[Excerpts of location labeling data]
☆ ☆ ☆ ☆ ☆ ☆ ☆

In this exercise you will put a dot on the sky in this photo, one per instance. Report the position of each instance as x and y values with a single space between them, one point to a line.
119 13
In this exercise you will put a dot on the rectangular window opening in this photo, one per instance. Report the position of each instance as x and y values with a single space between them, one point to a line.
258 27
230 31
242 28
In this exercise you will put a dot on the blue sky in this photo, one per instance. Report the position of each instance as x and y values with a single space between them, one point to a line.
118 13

☆ ☆ ☆ ☆ ☆ ☆ ☆

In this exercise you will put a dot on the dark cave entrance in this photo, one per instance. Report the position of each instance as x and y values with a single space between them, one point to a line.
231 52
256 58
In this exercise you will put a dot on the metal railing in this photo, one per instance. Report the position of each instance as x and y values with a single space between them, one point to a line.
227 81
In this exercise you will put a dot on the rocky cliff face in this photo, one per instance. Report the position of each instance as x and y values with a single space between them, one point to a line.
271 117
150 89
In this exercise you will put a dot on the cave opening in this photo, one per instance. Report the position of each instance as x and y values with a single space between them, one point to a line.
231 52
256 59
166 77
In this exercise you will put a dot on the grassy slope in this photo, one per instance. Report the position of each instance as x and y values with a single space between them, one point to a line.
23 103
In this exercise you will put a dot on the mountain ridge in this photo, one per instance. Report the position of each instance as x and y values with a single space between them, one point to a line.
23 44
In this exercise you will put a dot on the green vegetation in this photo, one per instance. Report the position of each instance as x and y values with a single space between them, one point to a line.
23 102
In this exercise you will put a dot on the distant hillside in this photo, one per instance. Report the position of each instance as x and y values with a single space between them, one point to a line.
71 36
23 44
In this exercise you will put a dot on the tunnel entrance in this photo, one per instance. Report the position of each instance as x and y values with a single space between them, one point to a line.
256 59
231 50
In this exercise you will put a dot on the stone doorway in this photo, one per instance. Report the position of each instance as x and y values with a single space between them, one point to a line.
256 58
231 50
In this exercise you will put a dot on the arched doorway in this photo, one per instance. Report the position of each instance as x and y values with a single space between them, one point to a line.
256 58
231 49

☆ ☆ ☆ ☆ ☆ ☆ ☆

*TO DO*
Find each line above that contains the word "entrance" and copy it out in full. Case counts.

*RESULT BELOW*
In this exercise you will put a dot on the dark cave entrance in this photo, one per instance. Report the position of each instance as x and y values with a single space between them, one point to a line.
In this exercise you will put a dot on the tunnel entrance in this photo, one per instance. Report the position of each instance as x and y values with a single space between them, one point to a line.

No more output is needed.